§ Text extract

# Stars Roll



## KEN W (Feb 22, 2002)

Back-to-back state champions. :beer: :beer:

Clearly the best team in the state although not as convincing as last year.Bottineau's girls have averaged 22 wins per season the past 14 years.,and have played for the regional title 12 times in that span.

Their head coach is the winningest active coach in the state....A or B,boys or girls with 630 wins.

And they only graduate 2 seniors....both starting guards.Can you say......Reload for a 3-peat.

They win by playing in-your-face defense....play hard for 3-4 minutes and rest with no let down when the next 3-4 come in to play.


----------



## north14 (Oct 1, 2004)

Congrats to the Braves and Coach Forsberg once again showing that defense wins championships. What a great program!


----------



## KEN W (Feb 22, 2002)

north14 said:


> Congrats to the Braves and Coach Forsberg once again showing that defense wins championships. What a great program!


Don't let the girls hear you calling them Braves......they hate that. 

Bottineau Stars


----------



## griffman (Jan 17, 2004)

Congrats Stars!

I'd dispute this though....



KEN W said:


> Clearly the best team in the state although not as convincing as last year..


I think there are some girls from Mandan that would take offense to that! :wink:

Here we go again....same argument....different year :beer:

Go BRAVES!!!!


----------



## KEN W (Feb 22, 2002)

I meant Class B this year.Last year.....I think the Stars could have beaten Mandan.Probably not this year.


----------



## stoeger (Aug 20, 2003)

It would be a battle between cousins.


----------



## KEN W (Feb 22, 2002)

I wouldn't be surprised to see Kayla at Mandan next year for her senior year.Her dad,the principal at Bottineau,had problems with the boys coach here.He pulled all 3 of her younger brothers off the BB team.What an idiot.....only hurts his own kids.


----------



## Norm70 (Aug 26, 2005)

wow, its nice to know your administration supports you as a coach. :eyeroll:


----------

§ Data lines
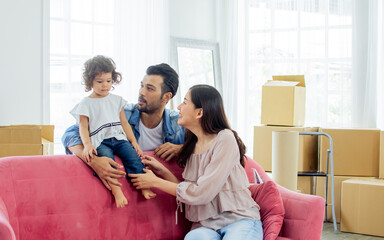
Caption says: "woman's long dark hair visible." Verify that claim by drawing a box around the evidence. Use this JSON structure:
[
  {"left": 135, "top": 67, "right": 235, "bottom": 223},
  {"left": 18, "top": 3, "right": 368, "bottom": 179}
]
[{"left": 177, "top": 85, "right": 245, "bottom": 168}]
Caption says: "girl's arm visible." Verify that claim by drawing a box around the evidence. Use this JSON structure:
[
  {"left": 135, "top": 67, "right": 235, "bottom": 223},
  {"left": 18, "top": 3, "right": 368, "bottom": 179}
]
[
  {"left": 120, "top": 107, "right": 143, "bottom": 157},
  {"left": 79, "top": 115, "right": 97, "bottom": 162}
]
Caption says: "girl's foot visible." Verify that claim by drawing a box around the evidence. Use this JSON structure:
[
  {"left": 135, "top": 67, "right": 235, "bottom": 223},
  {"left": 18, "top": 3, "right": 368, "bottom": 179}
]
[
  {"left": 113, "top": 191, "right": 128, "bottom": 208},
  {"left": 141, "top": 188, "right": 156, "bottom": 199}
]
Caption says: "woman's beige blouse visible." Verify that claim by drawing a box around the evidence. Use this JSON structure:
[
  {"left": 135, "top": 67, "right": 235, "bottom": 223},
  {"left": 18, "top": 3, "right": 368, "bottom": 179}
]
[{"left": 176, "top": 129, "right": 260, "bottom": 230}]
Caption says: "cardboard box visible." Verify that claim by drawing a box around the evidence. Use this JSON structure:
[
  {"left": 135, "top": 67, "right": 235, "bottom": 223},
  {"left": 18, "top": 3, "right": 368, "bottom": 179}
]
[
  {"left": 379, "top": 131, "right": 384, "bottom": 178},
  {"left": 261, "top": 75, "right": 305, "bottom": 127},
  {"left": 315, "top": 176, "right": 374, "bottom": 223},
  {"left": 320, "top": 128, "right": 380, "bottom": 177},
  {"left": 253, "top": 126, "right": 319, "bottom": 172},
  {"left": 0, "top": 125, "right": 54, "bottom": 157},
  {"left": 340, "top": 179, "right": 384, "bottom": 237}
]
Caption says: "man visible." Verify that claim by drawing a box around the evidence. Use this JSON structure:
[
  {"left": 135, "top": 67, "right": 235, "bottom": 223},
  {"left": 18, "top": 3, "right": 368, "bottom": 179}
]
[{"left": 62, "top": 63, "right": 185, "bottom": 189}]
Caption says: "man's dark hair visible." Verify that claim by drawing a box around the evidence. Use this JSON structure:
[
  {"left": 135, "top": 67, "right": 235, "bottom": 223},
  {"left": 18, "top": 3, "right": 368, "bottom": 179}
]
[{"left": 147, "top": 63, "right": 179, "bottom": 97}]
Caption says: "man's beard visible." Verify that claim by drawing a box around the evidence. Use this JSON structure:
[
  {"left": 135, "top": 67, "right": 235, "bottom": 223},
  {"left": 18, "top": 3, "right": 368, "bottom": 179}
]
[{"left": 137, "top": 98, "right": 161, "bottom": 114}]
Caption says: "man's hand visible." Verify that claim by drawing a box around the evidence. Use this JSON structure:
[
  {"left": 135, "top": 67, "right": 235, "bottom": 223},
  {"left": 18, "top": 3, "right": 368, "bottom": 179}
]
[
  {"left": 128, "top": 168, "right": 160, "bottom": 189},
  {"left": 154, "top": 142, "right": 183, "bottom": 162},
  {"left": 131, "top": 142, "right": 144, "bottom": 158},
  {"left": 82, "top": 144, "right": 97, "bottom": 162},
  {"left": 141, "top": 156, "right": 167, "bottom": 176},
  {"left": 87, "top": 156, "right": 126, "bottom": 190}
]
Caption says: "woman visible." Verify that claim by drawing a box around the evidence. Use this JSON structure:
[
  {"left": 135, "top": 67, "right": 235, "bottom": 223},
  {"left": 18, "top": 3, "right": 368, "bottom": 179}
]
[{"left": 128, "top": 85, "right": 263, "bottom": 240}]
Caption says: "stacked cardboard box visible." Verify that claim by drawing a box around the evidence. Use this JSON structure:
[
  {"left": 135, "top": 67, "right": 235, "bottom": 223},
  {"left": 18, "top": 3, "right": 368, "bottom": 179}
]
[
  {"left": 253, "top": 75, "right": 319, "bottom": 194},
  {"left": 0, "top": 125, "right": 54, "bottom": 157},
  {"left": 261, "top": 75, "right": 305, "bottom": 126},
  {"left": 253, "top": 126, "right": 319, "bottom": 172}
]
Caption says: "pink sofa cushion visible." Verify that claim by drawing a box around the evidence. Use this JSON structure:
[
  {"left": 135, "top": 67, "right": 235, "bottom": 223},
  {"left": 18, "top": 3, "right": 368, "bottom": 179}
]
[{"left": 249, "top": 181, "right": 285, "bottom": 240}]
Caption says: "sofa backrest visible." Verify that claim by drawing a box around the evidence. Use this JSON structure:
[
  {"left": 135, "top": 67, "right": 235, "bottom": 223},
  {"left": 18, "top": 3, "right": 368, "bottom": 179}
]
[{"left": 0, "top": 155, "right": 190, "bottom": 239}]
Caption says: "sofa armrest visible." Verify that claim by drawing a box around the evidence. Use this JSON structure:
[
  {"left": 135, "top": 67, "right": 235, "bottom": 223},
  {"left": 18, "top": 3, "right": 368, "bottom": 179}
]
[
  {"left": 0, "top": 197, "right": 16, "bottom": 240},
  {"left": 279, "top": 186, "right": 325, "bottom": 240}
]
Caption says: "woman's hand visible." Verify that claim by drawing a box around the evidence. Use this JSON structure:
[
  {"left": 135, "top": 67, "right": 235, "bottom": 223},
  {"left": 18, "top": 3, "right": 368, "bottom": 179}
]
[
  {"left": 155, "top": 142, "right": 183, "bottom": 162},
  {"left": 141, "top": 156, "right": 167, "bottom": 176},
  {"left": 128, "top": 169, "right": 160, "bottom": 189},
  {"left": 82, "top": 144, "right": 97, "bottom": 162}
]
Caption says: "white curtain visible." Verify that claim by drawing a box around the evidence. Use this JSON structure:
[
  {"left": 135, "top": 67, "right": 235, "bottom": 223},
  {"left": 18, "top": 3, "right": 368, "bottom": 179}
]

§ What is required
According to the forum thread about the Bottineau Stars, how many wins does the team's head coach have?

§ Correct answer
630 wins.